Items drawn from a dataset:
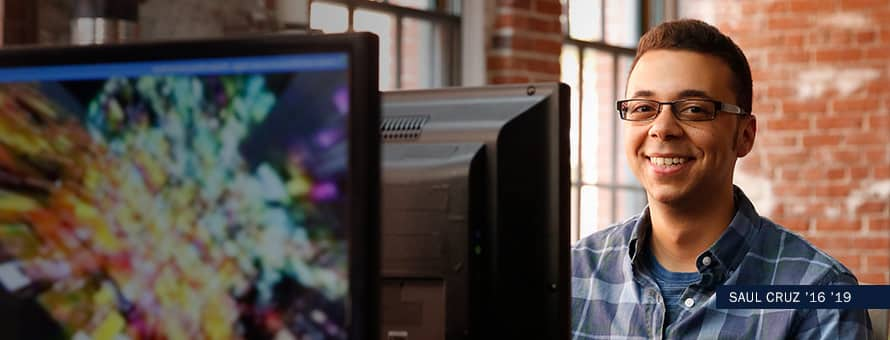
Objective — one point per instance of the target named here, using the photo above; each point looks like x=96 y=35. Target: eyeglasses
x=683 y=109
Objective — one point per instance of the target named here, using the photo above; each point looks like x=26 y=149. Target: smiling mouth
x=668 y=162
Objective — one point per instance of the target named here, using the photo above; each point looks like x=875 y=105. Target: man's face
x=705 y=150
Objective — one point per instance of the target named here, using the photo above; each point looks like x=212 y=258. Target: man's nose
x=665 y=126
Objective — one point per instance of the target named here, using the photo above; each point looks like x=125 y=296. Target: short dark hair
x=698 y=36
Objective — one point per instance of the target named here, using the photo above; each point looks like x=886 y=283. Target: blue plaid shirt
x=613 y=299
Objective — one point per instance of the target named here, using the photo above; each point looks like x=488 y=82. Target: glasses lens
x=638 y=109
x=695 y=109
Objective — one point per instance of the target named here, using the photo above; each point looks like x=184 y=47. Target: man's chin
x=669 y=195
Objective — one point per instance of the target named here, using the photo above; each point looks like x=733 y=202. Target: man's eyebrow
x=643 y=93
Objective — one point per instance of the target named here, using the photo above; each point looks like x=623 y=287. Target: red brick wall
x=526 y=41
x=821 y=164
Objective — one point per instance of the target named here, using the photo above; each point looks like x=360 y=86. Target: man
x=687 y=119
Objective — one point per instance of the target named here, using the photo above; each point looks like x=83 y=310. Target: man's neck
x=681 y=233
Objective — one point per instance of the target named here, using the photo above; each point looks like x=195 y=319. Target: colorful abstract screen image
x=196 y=199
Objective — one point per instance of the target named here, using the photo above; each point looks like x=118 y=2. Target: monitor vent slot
x=400 y=128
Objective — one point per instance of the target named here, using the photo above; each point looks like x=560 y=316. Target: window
x=419 y=39
x=598 y=49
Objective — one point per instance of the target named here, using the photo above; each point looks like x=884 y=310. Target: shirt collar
x=724 y=255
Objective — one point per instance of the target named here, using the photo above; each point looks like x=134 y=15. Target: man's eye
x=695 y=109
x=642 y=108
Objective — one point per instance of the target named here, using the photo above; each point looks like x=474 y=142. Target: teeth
x=667 y=161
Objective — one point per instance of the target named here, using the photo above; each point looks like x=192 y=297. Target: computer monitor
x=476 y=213
x=208 y=189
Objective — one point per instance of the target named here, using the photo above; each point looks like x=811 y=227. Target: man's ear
x=745 y=140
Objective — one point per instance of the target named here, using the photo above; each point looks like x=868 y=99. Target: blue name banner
x=803 y=297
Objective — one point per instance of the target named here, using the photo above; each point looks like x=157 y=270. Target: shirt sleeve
x=835 y=323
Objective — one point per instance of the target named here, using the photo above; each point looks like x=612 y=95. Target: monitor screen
x=208 y=193
x=475 y=222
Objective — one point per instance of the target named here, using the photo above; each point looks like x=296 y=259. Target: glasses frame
x=720 y=107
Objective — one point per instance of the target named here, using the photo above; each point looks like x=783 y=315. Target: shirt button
x=706 y=260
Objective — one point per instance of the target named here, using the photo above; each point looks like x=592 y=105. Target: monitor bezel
x=363 y=182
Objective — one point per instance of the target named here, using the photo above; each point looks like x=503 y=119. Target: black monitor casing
x=476 y=213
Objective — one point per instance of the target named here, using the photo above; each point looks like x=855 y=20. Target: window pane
x=629 y=203
x=423 y=54
x=574 y=216
x=597 y=117
x=596 y=209
x=418 y=4
x=569 y=74
x=622 y=22
x=384 y=25
x=585 y=19
x=625 y=175
x=328 y=17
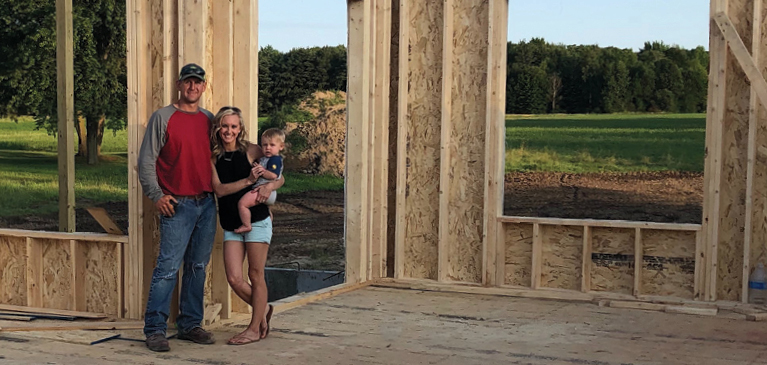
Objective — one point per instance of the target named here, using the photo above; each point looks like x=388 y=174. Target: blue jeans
x=187 y=236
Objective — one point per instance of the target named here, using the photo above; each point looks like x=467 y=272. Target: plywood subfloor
x=388 y=326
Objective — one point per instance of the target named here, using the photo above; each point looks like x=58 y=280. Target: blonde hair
x=217 y=145
x=274 y=133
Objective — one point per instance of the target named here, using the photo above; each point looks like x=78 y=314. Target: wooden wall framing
x=71 y=271
x=441 y=105
x=449 y=170
x=163 y=36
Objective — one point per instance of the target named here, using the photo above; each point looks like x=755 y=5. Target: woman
x=233 y=175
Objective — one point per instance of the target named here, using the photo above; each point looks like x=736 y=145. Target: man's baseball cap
x=191 y=70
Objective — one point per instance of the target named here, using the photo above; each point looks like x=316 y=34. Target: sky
x=287 y=24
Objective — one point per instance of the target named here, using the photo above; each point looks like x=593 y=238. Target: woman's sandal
x=268 y=319
x=236 y=340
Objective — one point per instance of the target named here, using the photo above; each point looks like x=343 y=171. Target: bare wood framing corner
x=449 y=231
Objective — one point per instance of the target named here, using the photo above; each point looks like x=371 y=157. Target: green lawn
x=572 y=143
x=605 y=143
x=29 y=172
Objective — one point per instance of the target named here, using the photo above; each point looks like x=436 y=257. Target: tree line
x=553 y=78
x=541 y=77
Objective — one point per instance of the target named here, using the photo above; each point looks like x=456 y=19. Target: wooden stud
x=495 y=136
x=356 y=142
x=402 y=120
x=739 y=50
x=66 y=114
x=380 y=138
x=500 y=256
x=170 y=46
x=222 y=71
x=713 y=165
x=700 y=267
x=638 y=261
x=586 y=266
x=34 y=273
x=245 y=63
x=443 y=266
x=537 y=257
x=370 y=169
x=77 y=257
x=133 y=183
x=753 y=111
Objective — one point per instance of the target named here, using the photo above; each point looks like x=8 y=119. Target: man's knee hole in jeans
x=194 y=267
x=170 y=276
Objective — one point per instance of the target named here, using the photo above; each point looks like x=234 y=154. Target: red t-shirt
x=175 y=154
x=183 y=166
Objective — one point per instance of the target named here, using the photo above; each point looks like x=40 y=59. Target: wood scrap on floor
x=212 y=313
x=48 y=311
x=37 y=316
x=17 y=318
x=668 y=308
x=8 y=326
x=81 y=337
x=637 y=305
x=686 y=309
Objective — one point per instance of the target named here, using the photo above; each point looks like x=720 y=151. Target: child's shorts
x=261 y=232
x=272 y=198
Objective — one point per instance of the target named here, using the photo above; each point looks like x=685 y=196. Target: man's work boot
x=157 y=342
x=197 y=335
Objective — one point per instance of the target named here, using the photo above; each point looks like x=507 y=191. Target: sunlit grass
x=605 y=143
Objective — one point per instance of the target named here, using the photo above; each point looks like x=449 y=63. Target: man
x=175 y=172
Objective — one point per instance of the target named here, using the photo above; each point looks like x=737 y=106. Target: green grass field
x=605 y=143
x=572 y=143
x=29 y=172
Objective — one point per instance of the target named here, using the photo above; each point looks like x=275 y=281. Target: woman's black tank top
x=229 y=170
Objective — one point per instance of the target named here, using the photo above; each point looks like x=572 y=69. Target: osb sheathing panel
x=13 y=270
x=759 y=218
x=612 y=268
x=423 y=139
x=669 y=263
x=57 y=274
x=393 y=115
x=734 y=153
x=562 y=249
x=519 y=254
x=467 y=139
x=101 y=274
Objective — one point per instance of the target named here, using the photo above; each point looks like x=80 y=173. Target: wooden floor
x=393 y=326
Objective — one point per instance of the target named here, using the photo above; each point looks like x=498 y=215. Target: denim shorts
x=261 y=232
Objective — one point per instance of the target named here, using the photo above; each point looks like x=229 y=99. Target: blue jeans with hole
x=187 y=236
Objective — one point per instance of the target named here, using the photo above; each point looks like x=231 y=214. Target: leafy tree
x=99 y=66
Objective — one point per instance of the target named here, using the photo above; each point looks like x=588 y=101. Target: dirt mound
x=673 y=197
x=317 y=145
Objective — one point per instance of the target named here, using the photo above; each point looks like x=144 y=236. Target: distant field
x=574 y=143
x=29 y=172
x=605 y=143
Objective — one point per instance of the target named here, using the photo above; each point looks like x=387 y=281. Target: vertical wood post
x=66 y=114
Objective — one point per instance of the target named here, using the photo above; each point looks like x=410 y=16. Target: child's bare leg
x=246 y=202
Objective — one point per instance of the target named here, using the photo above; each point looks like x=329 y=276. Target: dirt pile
x=317 y=145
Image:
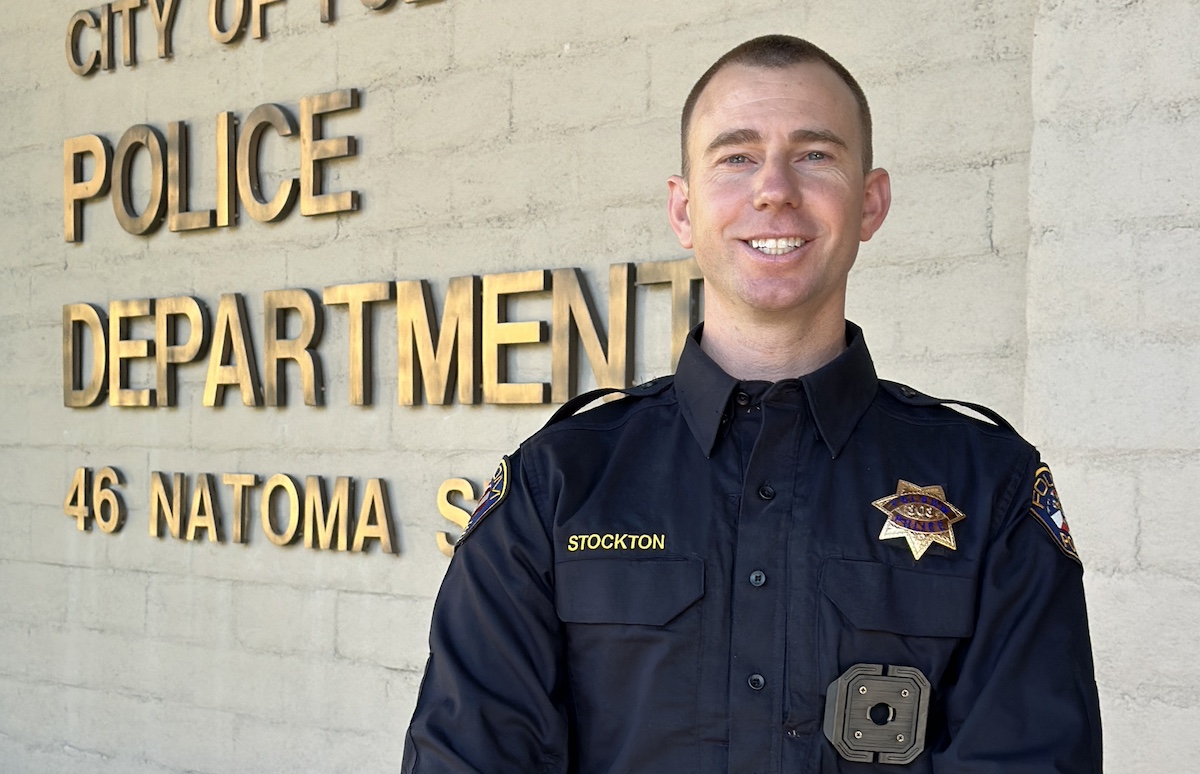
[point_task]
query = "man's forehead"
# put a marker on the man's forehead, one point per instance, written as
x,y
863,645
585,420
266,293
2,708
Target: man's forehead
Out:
x,y
737,89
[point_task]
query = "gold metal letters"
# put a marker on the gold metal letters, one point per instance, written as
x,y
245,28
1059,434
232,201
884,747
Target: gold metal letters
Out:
x,y
75,189
315,148
148,137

INSTRUCTIONS TO FOLLOW: Reproduce, without any alteration, the lines of the listing above from the line containing "Target: man's nose" to the line containing "x=681 y=233", including both of those lines.

OUTPUT BELOW:
Objective — one point per instance of the target named here, using the photo above; each point looks like x=212 y=258. Target: man's nose
x=665 y=126
Objective — one point per instance of the target named here, using the photo above; each point looks like x=125 y=296. Target: short dark hair
x=698 y=36
Objective — one point per instance of the target named here, using the photo above; each point looks like x=886 y=283. Target: blue plaid shirt
x=613 y=299
Objective — one point per instance of the target named here, using the photo above; each point looks like x=488 y=82. Target: glasses lens
x=638 y=109
x=695 y=109
Objective — one point per instance of the target named here, using the photo above; each point looks like x=184 y=47. Target: man's chin
x=669 y=195
Objective — one point per instance of the target named here, using the photo above; each point looks like x=733 y=202. Target: man's eyebrow
x=643 y=93
Objective — one point per instance of the target named here, using the photo above; each point looks like x=623 y=287. Target: red brick wall
x=526 y=41
x=821 y=164
Objective — one point per instance of the target named here, using the photo above; each point looks like x=360 y=86. Target: man
x=687 y=119
Objective — one point per instance of the target named here, using the photo above; each point looks like x=83 y=310. Target: man's neck
x=681 y=233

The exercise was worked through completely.